→ Aim:
Copy out the records word for word, starting with the line that contains "arm in the photo above." and ending with the line that contains "x=736, y=594". Include both of those lines.
=====
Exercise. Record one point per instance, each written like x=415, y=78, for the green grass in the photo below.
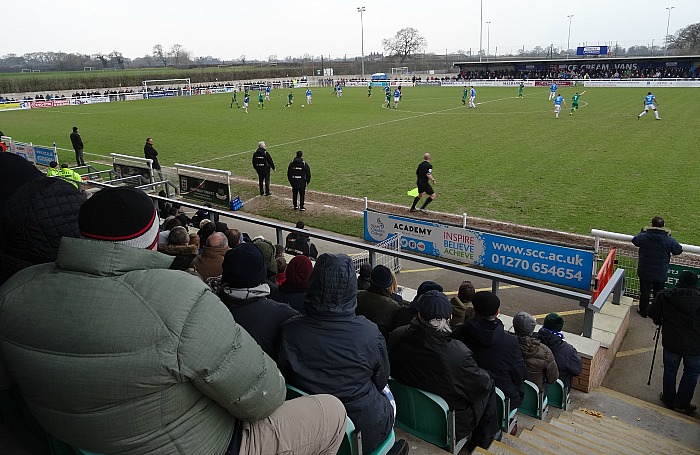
x=508, y=160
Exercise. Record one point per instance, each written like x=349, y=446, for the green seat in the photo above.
x=426, y=416
x=535, y=402
x=559, y=396
x=508, y=416
x=352, y=442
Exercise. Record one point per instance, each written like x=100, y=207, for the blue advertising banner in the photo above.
x=592, y=50
x=44, y=155
x=541, y=261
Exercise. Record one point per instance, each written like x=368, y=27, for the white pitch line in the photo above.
x=335, y=133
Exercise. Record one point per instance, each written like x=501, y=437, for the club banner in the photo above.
x=44, y=155
x=205, y=190
x=127, y=170
x=551, y=263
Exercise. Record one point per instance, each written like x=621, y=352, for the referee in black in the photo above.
x=425, y=176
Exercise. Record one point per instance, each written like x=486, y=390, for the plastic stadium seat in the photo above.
x=352, y=442
x=426, y=416
x=559, y=396
x=535, y=402
x=508, y=416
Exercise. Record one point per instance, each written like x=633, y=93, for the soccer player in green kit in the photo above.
x=574, y=101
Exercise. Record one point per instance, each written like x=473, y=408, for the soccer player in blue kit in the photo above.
x=472, y=97
x=558, y=102
x=649, y=103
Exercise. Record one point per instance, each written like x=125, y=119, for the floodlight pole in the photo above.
x=361, y=10
x=481, y=30
x=488, y=39
x=668, y=22
x=568, y=40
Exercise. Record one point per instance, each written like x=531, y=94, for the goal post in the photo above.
x=159, y=88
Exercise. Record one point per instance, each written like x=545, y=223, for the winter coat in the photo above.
x=150, y=153
x=567, y=358
x=377, y=305
x=262, y=161
x=299, y=173
x=497, y=352
x=677, y=310
x=210, y=262
x=33, y=220
x=331, y=350
x=539, y=360
x=134, y=358
x=424, y=358
x=76, y=140
x=260, y=316
x=655, y=249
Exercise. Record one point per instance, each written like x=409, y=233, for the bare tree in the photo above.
x=405, y=43
x=686, y=40
x=159, y=54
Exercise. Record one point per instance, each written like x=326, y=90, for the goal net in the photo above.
x=400, y=70
x=160, y=88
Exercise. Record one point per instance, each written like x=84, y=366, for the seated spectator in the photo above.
x=541, y=368
x=292, y=291
x=494, y=350
x=245, y=293
x=268, y=251
x=376, y=303
x=281, y=270
x=406, y=313
x=567, y=358
x=233, y=236
x=423, y=355
x=157, y=322
x=298, y=243
x=209, y=263
x=180, y=247
x=330, y=350
x=206, y=228
x=363, y=278
x=462, y=308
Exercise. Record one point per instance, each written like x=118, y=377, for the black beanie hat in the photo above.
x=553, y=322
x=120, y=215
x=243, y=267
x=434, y=305
x=486, y=303
x=380, y=277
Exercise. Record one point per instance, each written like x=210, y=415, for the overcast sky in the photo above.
x=260, y=28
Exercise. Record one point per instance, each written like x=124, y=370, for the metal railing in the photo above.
x=627, y=258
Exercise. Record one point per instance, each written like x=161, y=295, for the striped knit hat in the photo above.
x=120, y=215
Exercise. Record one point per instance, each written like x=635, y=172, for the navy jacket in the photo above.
x=498, y=352
x=566, y=356
x=430, y=360
x=330, y=350
x=655, y=249
x=677, y=310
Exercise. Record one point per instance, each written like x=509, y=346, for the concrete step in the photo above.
x=524, y=446
x=500, y=448
x=551, y=444
x=645, y=441
x=552, y=433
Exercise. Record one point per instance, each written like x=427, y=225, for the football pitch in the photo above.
x=508, y=160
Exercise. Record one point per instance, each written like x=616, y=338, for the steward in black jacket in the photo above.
x=299, y=175
x=262, y=163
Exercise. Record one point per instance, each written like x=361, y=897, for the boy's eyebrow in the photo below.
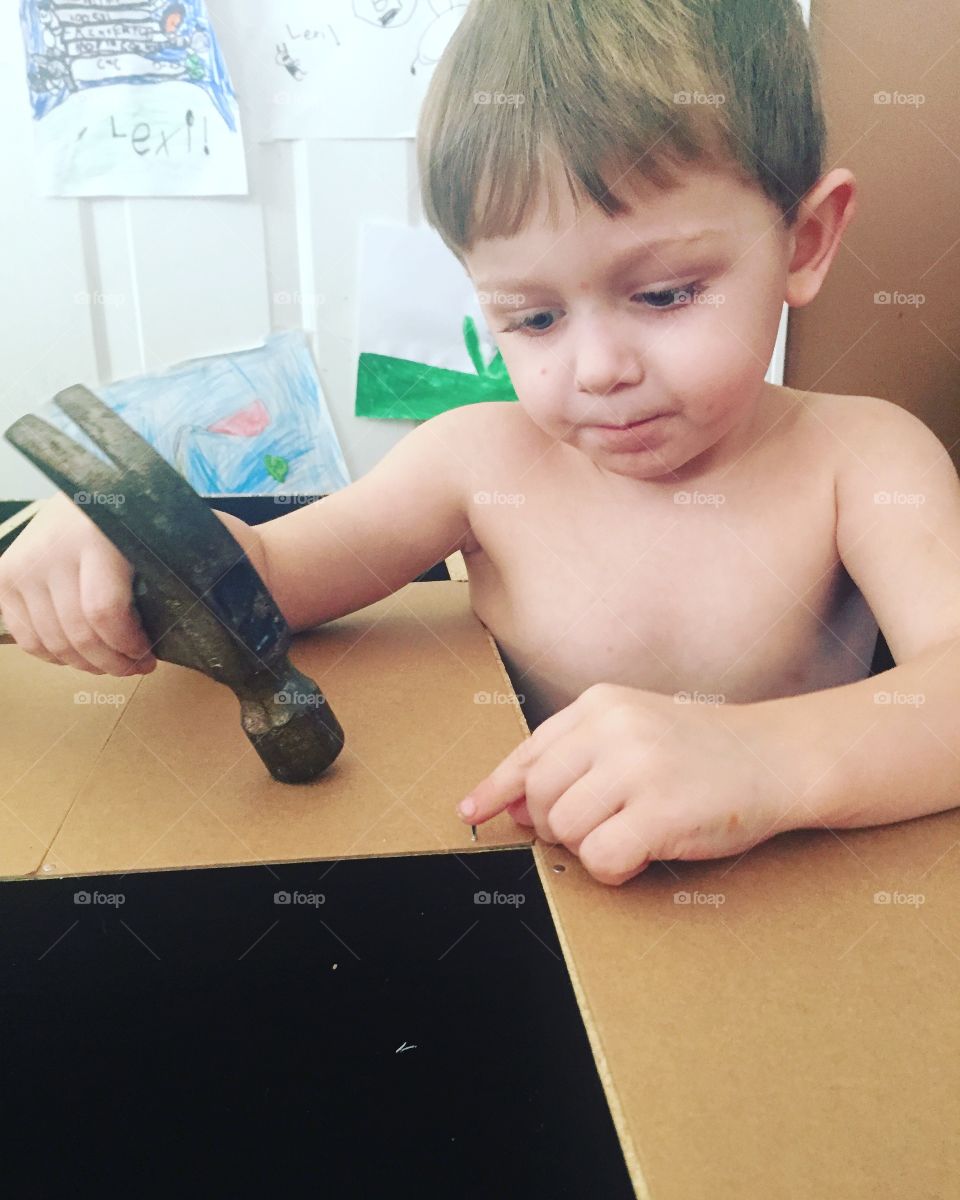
x=637, y=253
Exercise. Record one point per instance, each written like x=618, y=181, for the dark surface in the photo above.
x=197, y=1039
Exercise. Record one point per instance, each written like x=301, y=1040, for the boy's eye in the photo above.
x=672, y=298
x=667, y=300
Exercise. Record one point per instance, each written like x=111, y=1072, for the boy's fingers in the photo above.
x=49, y=630
x=499, y=789
x=17, y=619
x=108, y=606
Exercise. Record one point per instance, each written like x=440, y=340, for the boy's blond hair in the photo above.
x=606, y=85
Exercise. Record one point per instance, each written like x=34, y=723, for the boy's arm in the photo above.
x=888, y=748
x=365, y=541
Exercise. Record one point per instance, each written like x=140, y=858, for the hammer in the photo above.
x=199, y=599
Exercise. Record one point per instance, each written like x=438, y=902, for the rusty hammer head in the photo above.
x=199, y=599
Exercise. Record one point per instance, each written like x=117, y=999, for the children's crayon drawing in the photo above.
x=342, y=69
x=131, y=97
x=249, y=424
x=427, y=348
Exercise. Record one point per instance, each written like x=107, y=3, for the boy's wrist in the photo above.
x=798, y=756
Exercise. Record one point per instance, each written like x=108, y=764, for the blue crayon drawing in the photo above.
x=77, y=45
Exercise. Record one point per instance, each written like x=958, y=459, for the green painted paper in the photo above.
x=402, y=389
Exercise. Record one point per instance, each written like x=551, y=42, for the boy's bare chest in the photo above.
x=736, y=594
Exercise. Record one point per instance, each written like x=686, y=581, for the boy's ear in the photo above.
x=823, y=215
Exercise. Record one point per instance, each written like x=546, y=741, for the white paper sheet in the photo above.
x=340, y=69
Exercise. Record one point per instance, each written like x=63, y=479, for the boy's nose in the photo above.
x=606, y=361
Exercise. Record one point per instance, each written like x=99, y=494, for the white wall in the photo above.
x=102, y=289
x=173, y=279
=====
→ Result of this task:
Exercise. Record one point per instance, each written like x=34, y=723, for the boy's arm in the photo above.
x=888, y=748
x=365, y=541
Exercise. Record one point per instance, each written like x=140, y=858, for the hammer in the photo above.
x=199, y=599
Exercise. Record one point per instance, each written like x=438, y=902, for the rusty hammer head in the photo above.
x=199, y=599
Exercise. Record one point per instance, each written like x=117, y=999, for the children's crayon drawing in the photo above.
x=342, y=69
x=131, y=97
x=249, y=424
x=427, y=348
Exercise. Record one point per instance, each written like x=107, y=3, for the boy's wrist in the photo above.
x=798, y=756
Exercise. Record one point per instance, each written like x=108, y=764, for the blue crayon drawing in the photo above.
x=77, y=45
Exercise. Record one point per instance, each written like x=958, y=459, for the green painted paper in the photo above.
x=402, y=389
Exercise. Record one point per instance, each written like x=551, y=42, for the boy's bare chest in the photo above.
x=736, y=594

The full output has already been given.